READING PASSAGE
* start *

Visualize the average predicted probability of default across score groups under the three alternative regulatory scenarios. Here, all score groups are implicitly weighted equally. However, predictions can also be made at a loan level for any given portfolio to make the predicted default rates consistent with the actual distribution of loans in the portfolio. The same visualization can be produced for each score group separately.

PredPDYOB = zeros(NumYOB,3);
PredPDYOB(:,1) = mean(reshape(dataBaseline.PD,NumYOB,NumScoreGroups),2);
PredPDYOB(:,2) = mean(reshape(dataAdverse.PD,NumYOB,NumScoreGroups),2);
PredPDYOB(:,3) = mean(reshape(dataSevere.PD,NumYOB,NumScoreGroups),2);

figure;
bar(PredPDYOB*100);
xlabel('Years on Books')
ylabel('Predicted Default Rate (%)')
legend('Baseline','Adverse','Severe')
title('Stress Test, Probability of Default')
grid on

Figure contains an axes object. The axes object with title Stress Test, Probability of Default, xlabel Years on Books, ylabel Predicted Default Rate (%) contains 3 objects of type bar. These objects represent Baseline, Adverse, Severe.

* end *

STATED GOAL 1
From the stress test passage, list the scenario names supplied to the legend function.
STATED GOAL 2
Reproduce the lines of the listing from the line containing "In this picture, where can the podium" through the end of the listing.
The stress test passage and the listing that follows are separate, unrelated material.

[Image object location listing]
* start *

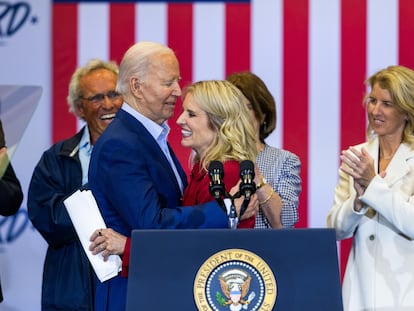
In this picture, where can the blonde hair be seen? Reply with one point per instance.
(226, 108)
(399, 82)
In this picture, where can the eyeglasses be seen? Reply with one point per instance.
(99, 98)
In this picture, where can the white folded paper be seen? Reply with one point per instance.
(86, 218)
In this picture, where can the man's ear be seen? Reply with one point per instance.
(135, 86)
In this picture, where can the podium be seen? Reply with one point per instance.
(222, 269)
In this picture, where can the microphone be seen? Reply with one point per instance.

* end *

TASK RESPONSE 1
Baseline, Adverse, Severe

TASK RESPONSE 2
In this picture, where can the podium be seen? Reply with one point per instance.
(222, 269)
In this picture, where can the microphone be seen? Reply with one point per instance.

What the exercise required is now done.